Mr. Wright surprised MPs by telling them that Prime Minister Stephen Harper, a man "whose values align with mine in every conceivable way," had recruited him in March to fill his office's top job after the departure of Guy Giorno, who leaves next month. The announcement that Mr. Wright had been hired was not made until late September.

He said he began working with Ethics Commissioner Mary Dawson in April to ensure that conflicts of interest would be avoided and, during the summer, she recommended that he erect an "ethical wall."

That wall requires his immediate underling, Derek Vanstone, to keep from Mr. Wright all information that could touch upon Onex and its holdings. Mr. Vanstone must also shield him from a brief list of subjects, including the aerospace manufacturing industry, with which he was deeply involved.

But opposition MPs remained unconvinced.

Mr. Wright, who is on temporary leave from Onex will, in all likelihood, eventually return to his position with the Bay Street company. Carole Freeman, a Bloc MP, said he will go back to the private sector with an unfair knowledge of government business. "You can't ignore everything that you have heard and read and learned," she said.

And several MPs, including Liberal Carolyn Bennett, asked whether Mr. Wright could even take part in discussions about the budget, given its broad scope and the number of issues, like taxation, that could have an impact on Onex.

But Mr. Wright explained that he will not have to recuse himself from broad issues - only those that touch on Onex in a direct way or that are specified by the Ethics Commissioner.

In defending Mr. Wright's appointment, Conservative MP Pierre Poilievre said to prevent him from discussing broad subjects only tangentially related to Onex would be akin to preventing MPs who are farmers from voting on agricultural bills.

....................

Exercise instructions:
**A)** In the passage on Mr. Wright's appointment, who recommended that he put up an "ethical wall"?
**B)** Please turn the paragraph beginning "That wall requires his immediate underling" from the passage on Mr. Wright's appointment into a short bulleted list that keeps its main facts.
**C)** According to the passage on Mr. Wright's appointment, why did several MPs question whether he could take part in budget discussions?

....................

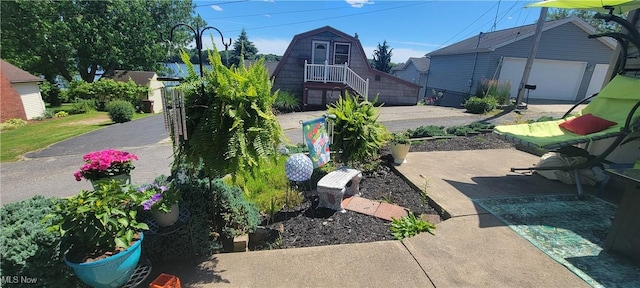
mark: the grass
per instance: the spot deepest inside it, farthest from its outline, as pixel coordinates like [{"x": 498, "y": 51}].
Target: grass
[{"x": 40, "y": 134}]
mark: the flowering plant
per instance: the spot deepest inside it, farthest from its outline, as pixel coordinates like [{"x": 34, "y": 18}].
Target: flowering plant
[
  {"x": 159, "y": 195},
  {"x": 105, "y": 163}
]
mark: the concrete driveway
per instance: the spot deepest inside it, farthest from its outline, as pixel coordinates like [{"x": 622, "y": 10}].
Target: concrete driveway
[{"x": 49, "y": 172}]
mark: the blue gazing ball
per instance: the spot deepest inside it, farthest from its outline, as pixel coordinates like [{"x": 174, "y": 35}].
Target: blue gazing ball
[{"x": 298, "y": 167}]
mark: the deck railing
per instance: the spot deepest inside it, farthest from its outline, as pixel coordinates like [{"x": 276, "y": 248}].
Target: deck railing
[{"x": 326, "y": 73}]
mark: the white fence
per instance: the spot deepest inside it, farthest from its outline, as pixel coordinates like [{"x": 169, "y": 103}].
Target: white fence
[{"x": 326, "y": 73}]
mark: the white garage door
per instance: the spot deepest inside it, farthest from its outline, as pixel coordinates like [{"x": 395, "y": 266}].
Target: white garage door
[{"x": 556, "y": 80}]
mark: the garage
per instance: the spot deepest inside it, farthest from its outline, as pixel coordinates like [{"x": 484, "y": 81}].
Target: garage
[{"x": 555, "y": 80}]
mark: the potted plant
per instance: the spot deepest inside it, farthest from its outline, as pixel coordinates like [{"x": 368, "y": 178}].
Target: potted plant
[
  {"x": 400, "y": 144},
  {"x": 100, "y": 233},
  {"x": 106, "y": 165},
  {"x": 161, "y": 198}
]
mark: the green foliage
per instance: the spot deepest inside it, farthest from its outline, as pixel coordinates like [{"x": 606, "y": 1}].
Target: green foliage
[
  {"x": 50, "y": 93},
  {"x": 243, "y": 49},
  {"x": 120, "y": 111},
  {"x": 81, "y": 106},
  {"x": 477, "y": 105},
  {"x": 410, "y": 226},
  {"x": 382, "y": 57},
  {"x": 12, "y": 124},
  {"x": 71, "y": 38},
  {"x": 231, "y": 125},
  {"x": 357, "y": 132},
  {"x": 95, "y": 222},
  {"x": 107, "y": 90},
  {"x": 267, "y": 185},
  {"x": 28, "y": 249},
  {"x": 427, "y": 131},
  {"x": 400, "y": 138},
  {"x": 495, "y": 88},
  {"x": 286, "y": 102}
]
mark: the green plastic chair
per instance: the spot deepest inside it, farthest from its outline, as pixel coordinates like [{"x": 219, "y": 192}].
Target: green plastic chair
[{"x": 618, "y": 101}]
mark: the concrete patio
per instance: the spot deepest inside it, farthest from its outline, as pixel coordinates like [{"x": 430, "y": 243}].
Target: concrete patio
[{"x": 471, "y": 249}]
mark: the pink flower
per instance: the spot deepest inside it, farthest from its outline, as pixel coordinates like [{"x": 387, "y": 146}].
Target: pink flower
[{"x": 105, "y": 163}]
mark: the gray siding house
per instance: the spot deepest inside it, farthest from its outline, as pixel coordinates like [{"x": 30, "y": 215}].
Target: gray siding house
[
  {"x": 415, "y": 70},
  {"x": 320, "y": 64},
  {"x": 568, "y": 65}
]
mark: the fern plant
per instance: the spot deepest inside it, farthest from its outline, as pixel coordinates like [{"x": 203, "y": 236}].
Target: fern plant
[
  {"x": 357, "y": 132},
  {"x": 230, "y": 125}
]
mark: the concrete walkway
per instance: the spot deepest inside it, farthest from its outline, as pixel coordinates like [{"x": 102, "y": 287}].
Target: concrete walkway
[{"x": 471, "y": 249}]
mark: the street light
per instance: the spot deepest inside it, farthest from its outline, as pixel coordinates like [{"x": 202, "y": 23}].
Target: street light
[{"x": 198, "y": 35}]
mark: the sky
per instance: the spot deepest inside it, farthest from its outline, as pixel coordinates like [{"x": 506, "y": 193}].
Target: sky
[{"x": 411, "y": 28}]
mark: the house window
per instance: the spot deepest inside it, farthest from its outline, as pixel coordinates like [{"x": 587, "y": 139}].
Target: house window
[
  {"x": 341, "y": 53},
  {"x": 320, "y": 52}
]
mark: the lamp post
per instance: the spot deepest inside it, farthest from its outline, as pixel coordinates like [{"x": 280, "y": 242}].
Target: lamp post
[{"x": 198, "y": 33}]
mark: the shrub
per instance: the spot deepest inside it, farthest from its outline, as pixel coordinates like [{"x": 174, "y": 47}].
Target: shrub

....................

Results for each task:
**A)** Ethics Commissioner Mary Dawson recommended it during the summer.

**B)**
- Mr. Wright's immediate underling, Derek Vanstone, must keep from him all information that could touch upon Onex and its holdings.
- Mr. Vanstone must also shield him from a brief list of subjects.
- That list includes the aerospace manufacturing industry, with which Mr. Wright was deeply involved.

**C)** They raised the question because the budget has a broad scope and covers many issues, such as taxation, that could have an impact on Onex.